DATA IN THIS EXERCISE:
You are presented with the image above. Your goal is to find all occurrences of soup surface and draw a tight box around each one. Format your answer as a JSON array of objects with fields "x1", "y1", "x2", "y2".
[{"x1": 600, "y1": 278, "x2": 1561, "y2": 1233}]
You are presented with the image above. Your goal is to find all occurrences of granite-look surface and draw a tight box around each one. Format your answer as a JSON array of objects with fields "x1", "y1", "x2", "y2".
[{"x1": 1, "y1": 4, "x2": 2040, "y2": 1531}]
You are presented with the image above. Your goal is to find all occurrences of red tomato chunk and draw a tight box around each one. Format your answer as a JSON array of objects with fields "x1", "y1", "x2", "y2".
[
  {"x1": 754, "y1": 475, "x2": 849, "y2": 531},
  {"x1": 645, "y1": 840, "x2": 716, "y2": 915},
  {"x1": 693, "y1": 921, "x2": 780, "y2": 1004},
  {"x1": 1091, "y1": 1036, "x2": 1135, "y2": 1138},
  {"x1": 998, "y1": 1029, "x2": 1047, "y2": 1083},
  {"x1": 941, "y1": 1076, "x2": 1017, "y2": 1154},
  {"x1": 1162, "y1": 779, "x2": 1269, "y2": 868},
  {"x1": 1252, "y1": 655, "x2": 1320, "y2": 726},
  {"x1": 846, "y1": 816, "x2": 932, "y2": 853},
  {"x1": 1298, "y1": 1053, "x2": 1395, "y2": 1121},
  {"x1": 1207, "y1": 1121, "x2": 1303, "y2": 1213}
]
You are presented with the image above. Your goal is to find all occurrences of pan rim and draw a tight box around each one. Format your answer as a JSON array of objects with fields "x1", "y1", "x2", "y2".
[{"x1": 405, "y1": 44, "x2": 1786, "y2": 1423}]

WHAT IS EXPECTED: Word for word, copy every entry.

TASK RESULT:
You are presented with the image above. Your goal is to find all occurrences of soup surface and draw a tight box around each one. Format your answer as a JSON array of objects with fields "x1", "y1", "x2", "y2".
[{"x1": 600, "y1": 278, "x2": 1561, "y2": 1233}]
You are presented with the image above. Your goal is to find all occurrences of granite-look surface and draw a tight box around each one. Format your answer as a JSON array of objects with fields "x1", "y1", "x2", "y2".
[{"x1": 1, "y1": 4, "x2": 2040, "y2": 1531}]
You are presented with the image above. Your goal is to find all occurrences of red tomato chunk and draw a tight box around each one. Format your answer as a JSON array of objects with fields "x1", "y1", "x2", "y2".
[
  {"x1": 754, "y1": 475, "x2": 849, "y2": 531},
  {"x1": 645, "y1": 840, "x2": 716, "y2": 915},
  {"x1": 693, "y1": 921, "x2": 780, "y2": 1004},
  {"x1": 1091, "y1": 1036, "x2": 1135, "y2": 1138},
  {"x1": 998, "y1": 1029, "x2": 1047, "y2": 1083},
  {"x1": 941, "y1": 1076, "x2": 1017, "y2": 1154},
  {"x1": 1162, "y1": 779, "x2": 1269, "y2": 868},
  {"x1": 1252, "y1": 655, "x2": 1320, "y2": 726},
  {"x1": 846, "y1": 816, "x2": 932, "y2": 853},
  {"x1": 1298, "y1": 1053, "x2": 1395, "y2": 1121},
  {"x1": 1207, "y1": 1121, "x2": 1303, "y2": 1213}
]
You are presented with the image above. Your goal is to find all occurrences of pan rim and draw a tight box around each one. Format your answer as a JSON array of objects with fields "x1", "y1", "x2", "y2".
[{"x1": 405, "y1": 44, "x2": 1786, "y2": 1423}]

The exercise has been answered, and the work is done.